[Opening Source data section]

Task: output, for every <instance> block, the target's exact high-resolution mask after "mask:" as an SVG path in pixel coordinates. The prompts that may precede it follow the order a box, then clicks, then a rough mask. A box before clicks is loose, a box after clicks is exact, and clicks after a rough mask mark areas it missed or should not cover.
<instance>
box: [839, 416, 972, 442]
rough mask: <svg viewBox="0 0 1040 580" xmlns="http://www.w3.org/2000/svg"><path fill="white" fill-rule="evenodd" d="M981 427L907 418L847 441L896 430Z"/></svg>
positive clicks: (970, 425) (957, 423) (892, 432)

[Closing Source data section]
[Opening Source data section]

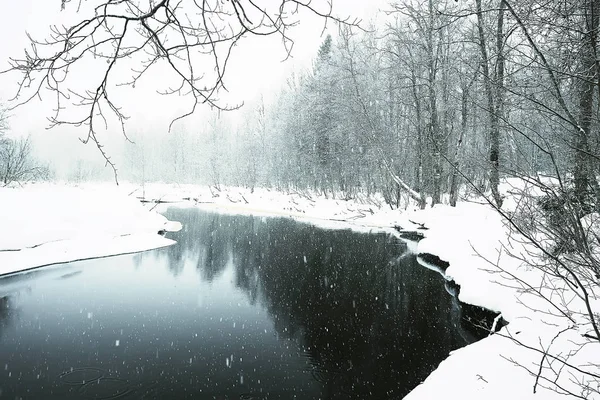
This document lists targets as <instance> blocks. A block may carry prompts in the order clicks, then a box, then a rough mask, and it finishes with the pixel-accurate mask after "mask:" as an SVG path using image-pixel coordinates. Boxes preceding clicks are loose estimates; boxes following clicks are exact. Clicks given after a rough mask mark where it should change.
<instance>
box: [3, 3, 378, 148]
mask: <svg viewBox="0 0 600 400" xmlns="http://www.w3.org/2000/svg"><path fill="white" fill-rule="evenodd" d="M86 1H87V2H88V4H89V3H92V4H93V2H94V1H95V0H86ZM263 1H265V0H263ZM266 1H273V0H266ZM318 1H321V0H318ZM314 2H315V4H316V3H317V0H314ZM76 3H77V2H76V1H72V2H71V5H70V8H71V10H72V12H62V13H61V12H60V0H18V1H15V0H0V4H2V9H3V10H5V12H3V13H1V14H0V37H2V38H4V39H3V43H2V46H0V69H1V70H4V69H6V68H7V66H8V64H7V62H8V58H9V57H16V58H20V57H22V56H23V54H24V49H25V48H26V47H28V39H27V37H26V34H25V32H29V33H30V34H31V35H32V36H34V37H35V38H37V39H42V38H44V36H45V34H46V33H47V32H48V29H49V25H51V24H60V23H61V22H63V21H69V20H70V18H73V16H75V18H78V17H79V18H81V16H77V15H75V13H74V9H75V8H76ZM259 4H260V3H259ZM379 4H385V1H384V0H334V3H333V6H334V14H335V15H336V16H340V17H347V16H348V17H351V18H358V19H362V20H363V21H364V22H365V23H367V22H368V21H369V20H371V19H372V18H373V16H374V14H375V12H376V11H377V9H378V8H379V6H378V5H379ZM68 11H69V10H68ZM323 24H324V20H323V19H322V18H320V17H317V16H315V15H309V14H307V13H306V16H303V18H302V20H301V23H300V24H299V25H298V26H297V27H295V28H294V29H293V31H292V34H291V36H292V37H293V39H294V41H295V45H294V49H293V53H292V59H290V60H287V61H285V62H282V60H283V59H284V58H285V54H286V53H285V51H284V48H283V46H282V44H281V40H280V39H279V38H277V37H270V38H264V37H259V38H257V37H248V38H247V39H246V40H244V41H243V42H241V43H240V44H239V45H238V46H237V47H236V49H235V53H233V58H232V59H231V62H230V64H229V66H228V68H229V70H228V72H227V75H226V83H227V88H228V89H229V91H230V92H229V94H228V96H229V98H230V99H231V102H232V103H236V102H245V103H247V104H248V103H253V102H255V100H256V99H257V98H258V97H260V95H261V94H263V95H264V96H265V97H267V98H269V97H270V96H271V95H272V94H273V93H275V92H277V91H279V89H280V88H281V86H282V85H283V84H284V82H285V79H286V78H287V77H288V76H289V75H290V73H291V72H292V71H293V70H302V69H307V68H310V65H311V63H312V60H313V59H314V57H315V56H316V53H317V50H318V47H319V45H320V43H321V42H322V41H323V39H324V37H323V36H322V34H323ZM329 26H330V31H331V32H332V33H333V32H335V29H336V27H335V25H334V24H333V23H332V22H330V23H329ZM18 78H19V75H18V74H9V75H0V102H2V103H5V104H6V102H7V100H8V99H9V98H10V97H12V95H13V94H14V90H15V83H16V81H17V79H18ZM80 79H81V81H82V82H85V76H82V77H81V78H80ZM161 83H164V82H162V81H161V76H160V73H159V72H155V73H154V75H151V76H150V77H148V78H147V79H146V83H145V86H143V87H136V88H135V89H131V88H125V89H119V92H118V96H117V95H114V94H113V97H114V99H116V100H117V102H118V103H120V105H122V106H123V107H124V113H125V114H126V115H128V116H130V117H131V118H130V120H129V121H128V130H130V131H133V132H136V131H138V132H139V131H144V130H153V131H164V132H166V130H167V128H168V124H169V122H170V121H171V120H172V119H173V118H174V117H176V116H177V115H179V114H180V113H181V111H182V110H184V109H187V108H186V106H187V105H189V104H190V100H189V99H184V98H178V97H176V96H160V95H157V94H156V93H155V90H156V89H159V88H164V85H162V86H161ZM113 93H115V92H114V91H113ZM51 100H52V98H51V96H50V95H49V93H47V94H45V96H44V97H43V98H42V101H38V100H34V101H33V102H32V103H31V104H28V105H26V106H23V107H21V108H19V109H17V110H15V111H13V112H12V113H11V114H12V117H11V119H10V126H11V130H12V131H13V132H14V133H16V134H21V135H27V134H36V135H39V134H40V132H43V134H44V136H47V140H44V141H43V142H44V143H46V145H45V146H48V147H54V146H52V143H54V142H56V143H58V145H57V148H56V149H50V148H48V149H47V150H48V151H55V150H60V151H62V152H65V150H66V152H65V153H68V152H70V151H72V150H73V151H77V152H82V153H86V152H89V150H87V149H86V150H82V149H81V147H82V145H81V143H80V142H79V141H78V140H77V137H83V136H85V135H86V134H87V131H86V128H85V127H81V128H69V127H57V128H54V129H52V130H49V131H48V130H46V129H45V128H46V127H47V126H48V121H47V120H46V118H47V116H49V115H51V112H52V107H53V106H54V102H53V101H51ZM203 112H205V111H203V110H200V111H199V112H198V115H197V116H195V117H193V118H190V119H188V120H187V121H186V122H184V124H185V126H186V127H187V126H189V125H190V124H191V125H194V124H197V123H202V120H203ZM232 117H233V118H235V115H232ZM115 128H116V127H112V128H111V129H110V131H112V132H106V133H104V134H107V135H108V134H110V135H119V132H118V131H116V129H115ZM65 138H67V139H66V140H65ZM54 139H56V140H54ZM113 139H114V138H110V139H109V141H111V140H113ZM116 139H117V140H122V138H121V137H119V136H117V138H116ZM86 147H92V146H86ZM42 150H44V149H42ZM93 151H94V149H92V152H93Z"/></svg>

[Closing Source data section]

Retype the lines from the line with "This document lists" to the line with "box: [3, 3, 378, 148]", both included, exactly as they appear in the rows above.

**Written reply**
This document lists targets as <instance> blocks. A block may carry prompts in the order clicks, then a box, then a rough mask, and it finishes with the pixel-accurate mask after "mask:" as an SVG path using image-pixel coordinates. Boxes preceding clicks are loose estimates; boxes following clicks are exact. Clicks given after a rough mask mark where it should change.
<instance>
box: [3, 3, 378, 148]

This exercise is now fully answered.